▶ What to do
Count the lines in the material below that contain the string "girl". Reply with the number alone.

(Source data)
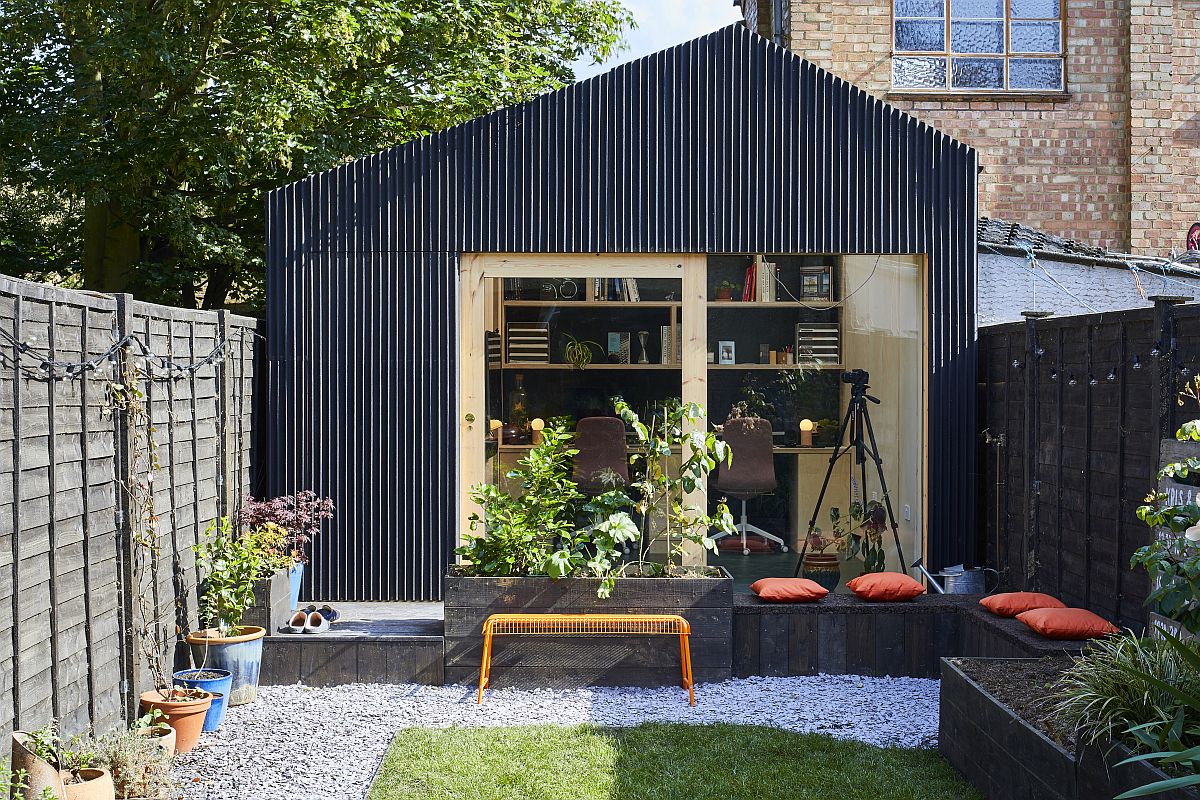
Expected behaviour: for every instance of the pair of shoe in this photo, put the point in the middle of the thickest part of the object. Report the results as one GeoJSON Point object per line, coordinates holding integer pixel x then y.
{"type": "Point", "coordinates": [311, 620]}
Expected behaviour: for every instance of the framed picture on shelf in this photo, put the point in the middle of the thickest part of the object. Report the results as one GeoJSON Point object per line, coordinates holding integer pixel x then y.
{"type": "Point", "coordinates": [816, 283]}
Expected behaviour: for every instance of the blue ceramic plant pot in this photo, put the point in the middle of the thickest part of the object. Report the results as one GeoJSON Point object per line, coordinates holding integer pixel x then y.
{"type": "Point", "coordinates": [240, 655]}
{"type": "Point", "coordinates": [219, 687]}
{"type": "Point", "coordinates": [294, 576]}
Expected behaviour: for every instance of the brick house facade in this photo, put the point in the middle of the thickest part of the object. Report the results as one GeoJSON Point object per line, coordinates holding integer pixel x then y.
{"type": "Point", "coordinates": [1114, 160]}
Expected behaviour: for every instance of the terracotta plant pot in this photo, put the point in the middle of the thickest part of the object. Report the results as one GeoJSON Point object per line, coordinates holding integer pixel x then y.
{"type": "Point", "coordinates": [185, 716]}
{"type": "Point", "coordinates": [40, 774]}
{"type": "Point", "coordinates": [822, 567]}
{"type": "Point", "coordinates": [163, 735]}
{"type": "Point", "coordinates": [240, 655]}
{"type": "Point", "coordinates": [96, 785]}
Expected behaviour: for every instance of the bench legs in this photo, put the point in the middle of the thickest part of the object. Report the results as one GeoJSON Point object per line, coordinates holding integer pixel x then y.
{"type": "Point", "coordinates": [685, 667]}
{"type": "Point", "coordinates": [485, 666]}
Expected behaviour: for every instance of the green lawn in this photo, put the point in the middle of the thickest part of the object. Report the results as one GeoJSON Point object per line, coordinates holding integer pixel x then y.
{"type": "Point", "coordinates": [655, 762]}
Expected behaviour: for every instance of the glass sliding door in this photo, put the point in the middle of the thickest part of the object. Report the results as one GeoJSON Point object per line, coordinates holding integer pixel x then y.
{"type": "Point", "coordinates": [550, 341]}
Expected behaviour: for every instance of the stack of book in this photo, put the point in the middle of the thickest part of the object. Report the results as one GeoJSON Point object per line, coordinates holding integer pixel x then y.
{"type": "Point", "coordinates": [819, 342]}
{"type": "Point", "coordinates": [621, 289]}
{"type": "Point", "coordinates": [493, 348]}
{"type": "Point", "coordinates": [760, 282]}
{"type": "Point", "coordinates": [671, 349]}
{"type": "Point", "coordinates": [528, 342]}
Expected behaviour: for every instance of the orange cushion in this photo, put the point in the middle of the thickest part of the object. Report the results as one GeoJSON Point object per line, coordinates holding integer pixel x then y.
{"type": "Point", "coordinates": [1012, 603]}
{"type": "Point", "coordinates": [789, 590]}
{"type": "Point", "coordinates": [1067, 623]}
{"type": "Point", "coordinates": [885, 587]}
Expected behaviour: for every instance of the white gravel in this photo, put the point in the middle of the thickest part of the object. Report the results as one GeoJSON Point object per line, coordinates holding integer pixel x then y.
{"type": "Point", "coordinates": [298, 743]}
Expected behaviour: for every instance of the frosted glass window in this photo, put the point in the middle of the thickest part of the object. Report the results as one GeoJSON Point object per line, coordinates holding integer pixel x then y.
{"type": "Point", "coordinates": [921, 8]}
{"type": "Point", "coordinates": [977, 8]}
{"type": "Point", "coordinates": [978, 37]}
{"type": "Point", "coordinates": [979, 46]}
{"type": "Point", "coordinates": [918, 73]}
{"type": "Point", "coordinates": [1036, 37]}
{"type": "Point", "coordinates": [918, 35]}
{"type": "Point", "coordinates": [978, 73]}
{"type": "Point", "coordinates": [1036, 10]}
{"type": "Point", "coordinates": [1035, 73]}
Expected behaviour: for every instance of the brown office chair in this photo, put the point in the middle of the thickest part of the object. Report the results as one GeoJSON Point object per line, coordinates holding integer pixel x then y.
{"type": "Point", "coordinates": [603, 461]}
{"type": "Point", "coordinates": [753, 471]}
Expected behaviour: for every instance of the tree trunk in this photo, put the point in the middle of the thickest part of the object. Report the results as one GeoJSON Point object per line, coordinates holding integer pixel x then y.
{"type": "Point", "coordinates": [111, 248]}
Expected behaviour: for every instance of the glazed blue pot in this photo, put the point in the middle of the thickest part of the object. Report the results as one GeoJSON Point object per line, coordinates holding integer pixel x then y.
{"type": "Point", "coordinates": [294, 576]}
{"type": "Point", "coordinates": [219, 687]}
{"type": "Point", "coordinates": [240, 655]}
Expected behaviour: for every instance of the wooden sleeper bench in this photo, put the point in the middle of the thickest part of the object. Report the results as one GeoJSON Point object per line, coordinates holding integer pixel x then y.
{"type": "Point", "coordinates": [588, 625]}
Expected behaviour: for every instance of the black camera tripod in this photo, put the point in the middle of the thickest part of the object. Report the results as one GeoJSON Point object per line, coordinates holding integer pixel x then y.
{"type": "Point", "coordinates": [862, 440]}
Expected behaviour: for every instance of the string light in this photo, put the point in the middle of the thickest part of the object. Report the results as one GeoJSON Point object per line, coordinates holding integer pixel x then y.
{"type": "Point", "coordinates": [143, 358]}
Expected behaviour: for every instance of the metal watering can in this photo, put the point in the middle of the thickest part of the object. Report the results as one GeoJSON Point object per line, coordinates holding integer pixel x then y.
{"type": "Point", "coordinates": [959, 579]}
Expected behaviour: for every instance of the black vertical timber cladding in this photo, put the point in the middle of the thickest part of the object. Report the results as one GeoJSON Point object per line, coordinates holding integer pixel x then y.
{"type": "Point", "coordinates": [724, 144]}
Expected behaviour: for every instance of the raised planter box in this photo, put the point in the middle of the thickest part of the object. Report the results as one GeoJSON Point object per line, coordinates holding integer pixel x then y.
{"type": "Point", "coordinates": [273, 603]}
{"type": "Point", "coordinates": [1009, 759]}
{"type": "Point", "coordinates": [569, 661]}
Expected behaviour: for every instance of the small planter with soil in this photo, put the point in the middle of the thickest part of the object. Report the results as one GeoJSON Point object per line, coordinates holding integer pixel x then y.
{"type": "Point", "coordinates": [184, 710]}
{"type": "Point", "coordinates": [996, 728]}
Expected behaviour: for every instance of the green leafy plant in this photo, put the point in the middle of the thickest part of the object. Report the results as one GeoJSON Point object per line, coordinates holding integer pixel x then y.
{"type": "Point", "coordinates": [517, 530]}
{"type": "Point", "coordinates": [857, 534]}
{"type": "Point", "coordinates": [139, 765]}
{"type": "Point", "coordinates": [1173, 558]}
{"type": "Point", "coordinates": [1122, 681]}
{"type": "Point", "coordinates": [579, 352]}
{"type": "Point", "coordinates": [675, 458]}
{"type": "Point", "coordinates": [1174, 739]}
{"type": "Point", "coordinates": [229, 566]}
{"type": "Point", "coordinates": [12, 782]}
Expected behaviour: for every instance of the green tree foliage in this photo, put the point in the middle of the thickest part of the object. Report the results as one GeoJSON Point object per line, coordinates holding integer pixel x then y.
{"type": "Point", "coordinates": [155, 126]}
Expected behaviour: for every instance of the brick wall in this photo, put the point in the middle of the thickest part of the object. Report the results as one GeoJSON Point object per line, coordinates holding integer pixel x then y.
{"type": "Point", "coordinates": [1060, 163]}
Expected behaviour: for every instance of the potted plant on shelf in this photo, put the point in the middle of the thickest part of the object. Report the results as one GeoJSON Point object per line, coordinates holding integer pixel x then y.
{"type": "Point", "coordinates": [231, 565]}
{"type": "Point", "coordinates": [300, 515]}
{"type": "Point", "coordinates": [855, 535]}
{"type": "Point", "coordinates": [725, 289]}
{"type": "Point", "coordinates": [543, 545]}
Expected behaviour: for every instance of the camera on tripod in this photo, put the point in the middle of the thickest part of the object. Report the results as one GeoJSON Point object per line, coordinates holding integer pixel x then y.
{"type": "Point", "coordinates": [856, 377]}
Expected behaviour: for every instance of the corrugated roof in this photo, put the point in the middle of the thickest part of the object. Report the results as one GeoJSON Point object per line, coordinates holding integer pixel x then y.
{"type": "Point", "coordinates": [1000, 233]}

==

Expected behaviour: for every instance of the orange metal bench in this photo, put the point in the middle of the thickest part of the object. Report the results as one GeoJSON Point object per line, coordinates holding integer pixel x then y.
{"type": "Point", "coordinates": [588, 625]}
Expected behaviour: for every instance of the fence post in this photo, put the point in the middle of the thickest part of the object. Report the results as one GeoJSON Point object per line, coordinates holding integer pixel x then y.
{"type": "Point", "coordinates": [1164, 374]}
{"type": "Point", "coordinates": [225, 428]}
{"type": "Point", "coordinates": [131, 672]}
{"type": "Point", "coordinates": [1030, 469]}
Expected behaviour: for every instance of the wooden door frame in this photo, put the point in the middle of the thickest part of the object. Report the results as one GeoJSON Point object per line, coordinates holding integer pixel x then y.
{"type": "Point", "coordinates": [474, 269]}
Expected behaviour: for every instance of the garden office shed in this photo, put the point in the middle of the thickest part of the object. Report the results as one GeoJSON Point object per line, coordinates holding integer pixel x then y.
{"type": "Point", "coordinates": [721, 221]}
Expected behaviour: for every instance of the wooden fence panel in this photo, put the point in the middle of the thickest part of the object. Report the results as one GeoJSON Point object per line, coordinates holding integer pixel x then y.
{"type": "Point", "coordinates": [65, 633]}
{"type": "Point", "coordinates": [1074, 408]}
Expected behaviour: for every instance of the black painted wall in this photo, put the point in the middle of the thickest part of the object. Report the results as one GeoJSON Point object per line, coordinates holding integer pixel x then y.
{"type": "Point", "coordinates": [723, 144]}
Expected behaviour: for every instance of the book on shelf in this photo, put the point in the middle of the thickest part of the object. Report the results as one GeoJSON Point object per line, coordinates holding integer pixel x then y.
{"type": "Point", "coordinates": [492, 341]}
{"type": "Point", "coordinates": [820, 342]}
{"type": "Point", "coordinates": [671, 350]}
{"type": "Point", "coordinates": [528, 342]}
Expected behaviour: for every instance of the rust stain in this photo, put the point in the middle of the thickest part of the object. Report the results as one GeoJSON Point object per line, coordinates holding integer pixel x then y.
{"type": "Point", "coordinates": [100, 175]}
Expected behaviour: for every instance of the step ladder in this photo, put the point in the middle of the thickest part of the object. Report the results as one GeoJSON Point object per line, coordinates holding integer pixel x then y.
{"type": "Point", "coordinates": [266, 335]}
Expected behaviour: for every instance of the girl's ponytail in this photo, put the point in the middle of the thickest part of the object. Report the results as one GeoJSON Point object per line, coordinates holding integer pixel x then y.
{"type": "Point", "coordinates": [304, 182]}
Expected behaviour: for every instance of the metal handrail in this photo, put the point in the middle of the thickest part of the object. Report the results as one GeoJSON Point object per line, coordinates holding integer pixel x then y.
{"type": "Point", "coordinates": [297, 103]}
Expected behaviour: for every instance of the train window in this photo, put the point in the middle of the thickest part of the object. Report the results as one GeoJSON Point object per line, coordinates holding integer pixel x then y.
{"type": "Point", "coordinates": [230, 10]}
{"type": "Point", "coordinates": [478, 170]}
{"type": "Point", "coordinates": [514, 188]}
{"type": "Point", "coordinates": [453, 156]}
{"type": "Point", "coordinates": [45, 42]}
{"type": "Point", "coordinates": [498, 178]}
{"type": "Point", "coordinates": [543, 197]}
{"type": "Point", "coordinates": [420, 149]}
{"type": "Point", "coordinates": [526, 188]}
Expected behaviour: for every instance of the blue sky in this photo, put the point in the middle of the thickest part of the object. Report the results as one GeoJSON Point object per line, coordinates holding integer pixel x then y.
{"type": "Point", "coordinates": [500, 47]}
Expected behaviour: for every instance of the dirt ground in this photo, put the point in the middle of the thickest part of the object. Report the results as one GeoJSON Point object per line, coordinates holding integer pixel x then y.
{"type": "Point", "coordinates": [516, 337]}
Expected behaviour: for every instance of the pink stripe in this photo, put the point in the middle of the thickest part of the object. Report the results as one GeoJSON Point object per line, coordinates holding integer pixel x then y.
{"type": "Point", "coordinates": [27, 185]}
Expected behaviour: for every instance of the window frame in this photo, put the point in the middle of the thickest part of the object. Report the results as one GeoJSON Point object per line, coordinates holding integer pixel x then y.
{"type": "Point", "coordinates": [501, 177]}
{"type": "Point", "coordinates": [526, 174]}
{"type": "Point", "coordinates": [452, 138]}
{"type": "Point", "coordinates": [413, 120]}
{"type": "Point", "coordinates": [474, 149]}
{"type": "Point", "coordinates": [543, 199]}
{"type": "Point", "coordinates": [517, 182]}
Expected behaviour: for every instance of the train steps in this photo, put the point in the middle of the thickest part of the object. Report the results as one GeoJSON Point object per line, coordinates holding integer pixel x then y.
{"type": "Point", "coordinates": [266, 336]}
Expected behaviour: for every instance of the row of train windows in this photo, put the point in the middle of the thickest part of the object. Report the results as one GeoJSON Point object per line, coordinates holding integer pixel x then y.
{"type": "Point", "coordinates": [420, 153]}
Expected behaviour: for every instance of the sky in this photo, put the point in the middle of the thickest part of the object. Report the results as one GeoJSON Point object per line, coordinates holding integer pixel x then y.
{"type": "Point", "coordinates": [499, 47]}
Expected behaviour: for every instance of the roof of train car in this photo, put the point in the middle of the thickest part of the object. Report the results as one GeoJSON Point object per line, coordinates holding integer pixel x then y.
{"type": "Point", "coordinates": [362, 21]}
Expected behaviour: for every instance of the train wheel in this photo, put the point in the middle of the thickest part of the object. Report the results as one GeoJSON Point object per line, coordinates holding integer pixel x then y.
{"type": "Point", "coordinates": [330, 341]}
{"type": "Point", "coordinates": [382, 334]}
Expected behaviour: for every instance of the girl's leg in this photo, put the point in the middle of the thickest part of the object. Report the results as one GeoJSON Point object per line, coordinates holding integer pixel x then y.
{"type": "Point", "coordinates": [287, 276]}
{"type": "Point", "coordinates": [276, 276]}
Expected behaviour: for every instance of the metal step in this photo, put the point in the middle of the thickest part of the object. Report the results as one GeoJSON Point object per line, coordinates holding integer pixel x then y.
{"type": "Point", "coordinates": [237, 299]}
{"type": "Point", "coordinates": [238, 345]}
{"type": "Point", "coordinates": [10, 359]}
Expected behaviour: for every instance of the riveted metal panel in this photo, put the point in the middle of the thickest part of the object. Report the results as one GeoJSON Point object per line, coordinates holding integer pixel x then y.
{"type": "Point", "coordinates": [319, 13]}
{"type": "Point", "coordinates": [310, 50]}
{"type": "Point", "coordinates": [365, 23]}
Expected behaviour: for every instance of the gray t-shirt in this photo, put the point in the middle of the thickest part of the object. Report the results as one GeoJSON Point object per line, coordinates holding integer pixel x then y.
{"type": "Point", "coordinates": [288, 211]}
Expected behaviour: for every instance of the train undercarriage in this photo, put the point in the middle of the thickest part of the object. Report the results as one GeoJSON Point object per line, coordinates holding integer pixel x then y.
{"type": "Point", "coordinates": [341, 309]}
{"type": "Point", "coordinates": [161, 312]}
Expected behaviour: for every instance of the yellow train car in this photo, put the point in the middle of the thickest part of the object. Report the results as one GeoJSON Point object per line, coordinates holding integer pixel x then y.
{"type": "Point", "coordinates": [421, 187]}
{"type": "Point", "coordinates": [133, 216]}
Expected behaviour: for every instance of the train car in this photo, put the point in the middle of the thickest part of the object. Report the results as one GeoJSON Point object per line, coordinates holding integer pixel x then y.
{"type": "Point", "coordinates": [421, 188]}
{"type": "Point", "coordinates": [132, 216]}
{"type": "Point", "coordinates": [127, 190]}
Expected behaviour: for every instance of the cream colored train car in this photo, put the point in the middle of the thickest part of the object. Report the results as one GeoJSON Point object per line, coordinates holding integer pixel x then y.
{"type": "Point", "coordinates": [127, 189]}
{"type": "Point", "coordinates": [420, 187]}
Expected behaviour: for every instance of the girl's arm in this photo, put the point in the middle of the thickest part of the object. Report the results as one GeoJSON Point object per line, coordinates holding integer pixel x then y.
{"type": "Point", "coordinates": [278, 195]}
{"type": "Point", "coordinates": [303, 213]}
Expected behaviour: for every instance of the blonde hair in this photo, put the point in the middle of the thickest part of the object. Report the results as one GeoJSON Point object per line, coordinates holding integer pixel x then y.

▶ Completed exercise
3